-- Start Extract to read --

Which is a long-winded way of saying that the women’s final at this year’s U.S. Open did not feel like just one match, but several matches, during which Osaka and Azarenka took turns looking very, very safe and very, very threatened. In the first set, it was Osaka whom the winds seemed to be battering. Vika won the first point of the match, and then broke Naomi to take the first game. Azarenka couldn’t put a foot wrong, couldn’t hit a first serve out of bounds—through the middle of the second, when everything changed, she was landing over 90 percent of her first serves—and couldn’t miss so much as a guess. Osaka, by contrast, looked listless, overmatched, and forlorn. People talk about the loneliness of tennis players, but it’s only when they’re losing that they look lonely. Tennis players who are winning look like they have invisible armies on their side.
By the time Osaka threw her racket to the ground in frustration after falling into a 15-40 hole with Azarenka serving for a 5-1 lead in the first, she’d racked up 11 unforced errors. Azarenka was constructing points masterfully, moving Osaka around the court and preying on her backhand, the one semi-weak part of her game.

-- End Extract to read --
-- Start Information provided --

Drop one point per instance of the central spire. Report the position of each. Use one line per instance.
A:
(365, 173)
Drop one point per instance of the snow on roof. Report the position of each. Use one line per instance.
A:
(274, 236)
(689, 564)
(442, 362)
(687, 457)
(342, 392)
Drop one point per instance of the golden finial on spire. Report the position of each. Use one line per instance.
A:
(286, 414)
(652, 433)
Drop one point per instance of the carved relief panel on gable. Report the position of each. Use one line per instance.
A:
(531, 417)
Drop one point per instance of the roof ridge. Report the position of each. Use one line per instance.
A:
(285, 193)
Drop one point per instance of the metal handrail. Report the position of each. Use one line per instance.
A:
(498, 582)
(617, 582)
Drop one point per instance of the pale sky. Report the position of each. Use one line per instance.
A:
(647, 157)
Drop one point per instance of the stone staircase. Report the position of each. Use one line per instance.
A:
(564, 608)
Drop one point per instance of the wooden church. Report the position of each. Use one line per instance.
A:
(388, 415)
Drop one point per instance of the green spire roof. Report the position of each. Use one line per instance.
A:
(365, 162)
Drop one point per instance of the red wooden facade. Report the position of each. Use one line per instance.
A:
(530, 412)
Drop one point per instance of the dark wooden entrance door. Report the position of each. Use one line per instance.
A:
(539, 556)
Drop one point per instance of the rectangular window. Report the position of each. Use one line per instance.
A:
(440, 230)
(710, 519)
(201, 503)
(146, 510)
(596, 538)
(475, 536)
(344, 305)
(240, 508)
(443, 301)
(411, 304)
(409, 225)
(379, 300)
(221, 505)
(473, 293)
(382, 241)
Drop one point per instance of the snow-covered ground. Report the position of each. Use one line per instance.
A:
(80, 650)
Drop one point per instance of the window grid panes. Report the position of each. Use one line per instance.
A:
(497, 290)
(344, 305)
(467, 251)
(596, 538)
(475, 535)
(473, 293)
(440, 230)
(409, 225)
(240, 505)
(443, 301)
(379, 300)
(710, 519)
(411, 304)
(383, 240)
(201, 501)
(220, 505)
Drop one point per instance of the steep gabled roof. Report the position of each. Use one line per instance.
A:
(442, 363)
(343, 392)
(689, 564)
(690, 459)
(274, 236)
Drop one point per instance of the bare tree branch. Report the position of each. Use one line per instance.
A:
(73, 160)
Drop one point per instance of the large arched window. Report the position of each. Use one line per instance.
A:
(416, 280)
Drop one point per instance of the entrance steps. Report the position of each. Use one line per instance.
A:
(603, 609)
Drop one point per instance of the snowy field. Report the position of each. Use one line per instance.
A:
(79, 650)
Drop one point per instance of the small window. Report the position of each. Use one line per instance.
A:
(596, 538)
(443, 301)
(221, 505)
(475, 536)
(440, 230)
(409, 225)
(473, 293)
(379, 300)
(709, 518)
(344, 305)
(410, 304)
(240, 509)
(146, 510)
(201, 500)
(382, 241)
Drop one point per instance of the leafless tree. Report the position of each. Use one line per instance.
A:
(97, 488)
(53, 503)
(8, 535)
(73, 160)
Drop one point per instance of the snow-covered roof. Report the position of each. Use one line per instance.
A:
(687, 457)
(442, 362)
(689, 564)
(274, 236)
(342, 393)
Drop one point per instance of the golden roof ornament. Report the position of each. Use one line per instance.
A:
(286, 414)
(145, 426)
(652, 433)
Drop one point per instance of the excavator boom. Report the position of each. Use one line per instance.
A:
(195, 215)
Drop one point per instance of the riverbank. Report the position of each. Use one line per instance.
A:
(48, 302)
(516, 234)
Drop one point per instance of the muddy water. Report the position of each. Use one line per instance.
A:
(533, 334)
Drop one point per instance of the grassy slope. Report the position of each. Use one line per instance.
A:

-- End Information provided --

**What you need to do**: Write a continuation of the account of the U.S. Open women's final between Osaka and Azarenka, picking up after its final sentence. This data was gathered from a different source.

**Answer to the problem**:
Because of the diffident thoughtfulness with which she answers reporters’ questions, the 22-year-old Osaka is sometimes described as “innocent” or unsure of herself, but until she faced Azarenka, she’d presented a forceful image of purpose from the beginning of this tournament. The week before the U.S. Open began, Osaka had followed the Milwaukee Bucks’ wildcat strike in the NBA playoffs by announcing that she was sitting out her next match at the Western & Southern Open in Cincinnati to protest racial injustice. In New York, she came to every match wearing a mask on which the name of a Black victim of police brutality was printed. She was representing a vital cause, she was back at the tournament where she’d won her first major in 2018, and on court, she looked comfortably in control. She played three three-set matches en route to the final, but she won the first set in each of them: she hadn’t had to come from behind.
Now, though? She looked like a checkerboard set up in front of some chess-playing supercomputer. Azarenka, calm and methodical, seemed to have solved her game. Osaka had no answers. You could see it on her face, wide-eyed as she waited for a serve. Destiny had chosen, and it hadn’t chosen her. But this wasn’t football, where destiny doesn’t exist, or soccer, where destiny is fairly sure about what it wants. This was tennis, where destiny is seemingly omnipotent, but also prone to changing its mind constantly and generally just doing whatever the hell it wants.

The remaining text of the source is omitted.